**Quoted passage**.
──────────

# wedding in seville (reposted)



## crshedd (Apr 13, 2016)

moved the previous post here as one user said it belonged here instead of introduce yourself.

my son will be getting married, most likely in august, in seville. my experience with spain is 3 days in barcelona (loved it) and my wife had an additional week in granada (loved it).

my question would be where to stay in seville at reasonable cost. we will be there for probably 1 week. would like somewhere close to sights and walking areas. 

any help would be appreciated.


----------



## Alcalaina (Aug 6, 2010)

Seville in August is one of the hottest places in Europe. Temperatures often hit 40ºC. Can't you persuade him to get married somewhere cooler? Or wait till October? 

Seriously, you will need somewhere with air conditioning! Go onto Booking.com: 889,197 hotels worldwide. 85+ million hotel reviews. and you can filter by price, location etc. I've stayed in some nice self-catering places in the town centre for around €60 a night.


----------



## Pesky Wesky (May 10, 2009)

Alcalaina said:


> Seville in August is one of the hottest places in Europe. Temperatures often hit 40ºC. Can't you persuade him to get married somewhere cooler? Or wait till October?
> 
> Seriously, you will need somewhere with air conditioning! Go onto Booking.com: 889,197 hotels worldwide. 85+ million hotel reviews. and you can filter by price, location etc. I've stayed in some nice self-catering places in the town centre for around €60 a night.


I was going to say the same thing about air conditioning. One of OH's uncles got married in Madrid in August and although it was an evening "do" we all suffered with the heat. OH (Spanish although from the north of Spain) remembers stepping out of our stone walled "portal" into the heat of Madrid and being drenched in sweat.

Maybe try air b&b. It's all the rage!


----------



## kdsb (May 3, 2015)

Pesky Wesky said:


> I was going to say the same thing about air conditioning. One of OH's uncles got married in Madrid in August and evening though it was an evening do we all suffered with the heat. OH (Spanish although from the north of Spain) remembers stepping out of our stone walled "portal" into the heat of Madrid and being drenched in sweat.

──────────

**Parts of the exercise**.
- A) Retype the Seville wedding thread, everything from "my question would" down to "(Aug 6, 2010)".
- B) In the Seville wedding thread, how much does Alcalaina say the self-catering places in the town centre cost?
Rely only on the Seville wedding thread for your answers.

**Dataset entries**.
──────────

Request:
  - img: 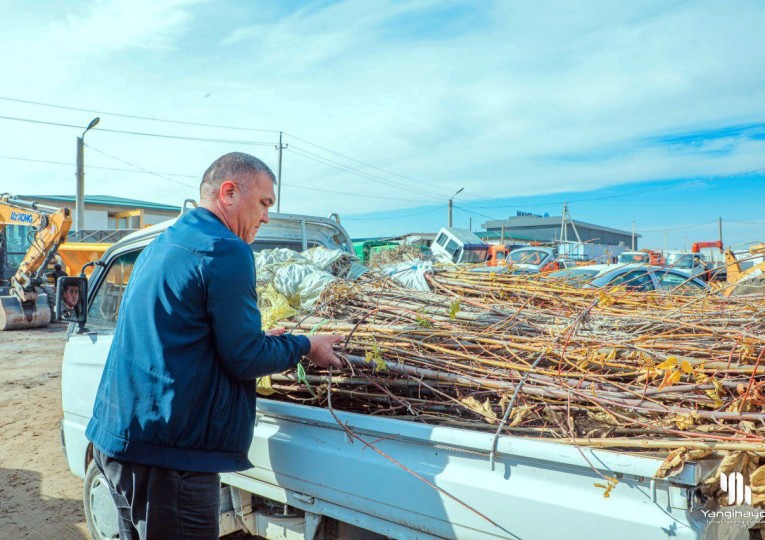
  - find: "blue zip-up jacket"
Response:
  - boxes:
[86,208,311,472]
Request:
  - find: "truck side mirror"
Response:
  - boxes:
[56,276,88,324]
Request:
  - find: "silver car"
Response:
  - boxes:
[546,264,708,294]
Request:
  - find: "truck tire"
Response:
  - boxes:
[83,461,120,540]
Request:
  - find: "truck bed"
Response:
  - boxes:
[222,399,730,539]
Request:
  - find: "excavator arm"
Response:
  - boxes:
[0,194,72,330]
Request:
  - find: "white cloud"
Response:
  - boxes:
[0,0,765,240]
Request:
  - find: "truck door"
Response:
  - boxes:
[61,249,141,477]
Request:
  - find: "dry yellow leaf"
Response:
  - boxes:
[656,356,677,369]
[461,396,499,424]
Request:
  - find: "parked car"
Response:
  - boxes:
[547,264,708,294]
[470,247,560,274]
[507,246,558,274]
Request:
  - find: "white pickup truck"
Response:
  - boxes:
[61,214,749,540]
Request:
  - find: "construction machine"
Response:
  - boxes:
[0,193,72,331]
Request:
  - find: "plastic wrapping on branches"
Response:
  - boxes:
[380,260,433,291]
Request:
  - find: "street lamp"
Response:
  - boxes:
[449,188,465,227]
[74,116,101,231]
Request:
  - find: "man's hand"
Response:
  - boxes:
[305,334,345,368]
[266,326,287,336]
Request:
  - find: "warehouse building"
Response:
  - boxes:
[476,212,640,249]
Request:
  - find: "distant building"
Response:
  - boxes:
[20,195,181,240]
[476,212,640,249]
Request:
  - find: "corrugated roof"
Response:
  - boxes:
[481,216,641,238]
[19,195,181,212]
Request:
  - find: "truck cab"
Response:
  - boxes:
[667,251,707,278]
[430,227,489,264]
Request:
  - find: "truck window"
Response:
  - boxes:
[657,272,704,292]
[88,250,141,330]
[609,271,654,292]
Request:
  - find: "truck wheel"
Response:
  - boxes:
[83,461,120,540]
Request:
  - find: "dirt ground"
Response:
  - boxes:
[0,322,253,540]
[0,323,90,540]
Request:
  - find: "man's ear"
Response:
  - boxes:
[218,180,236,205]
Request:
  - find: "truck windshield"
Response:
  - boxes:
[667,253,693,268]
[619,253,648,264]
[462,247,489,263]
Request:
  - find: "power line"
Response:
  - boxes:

──────────

**Answer set**.
- A)
my question would be where to stay in seville at reasonable cost. we will be there for probably 1 week. would like somewhere close to sights and walking areas. 

any help would be appreciated.


----------



## Alcalaina (Aug 6, 2010)

- B) Around €60 a night.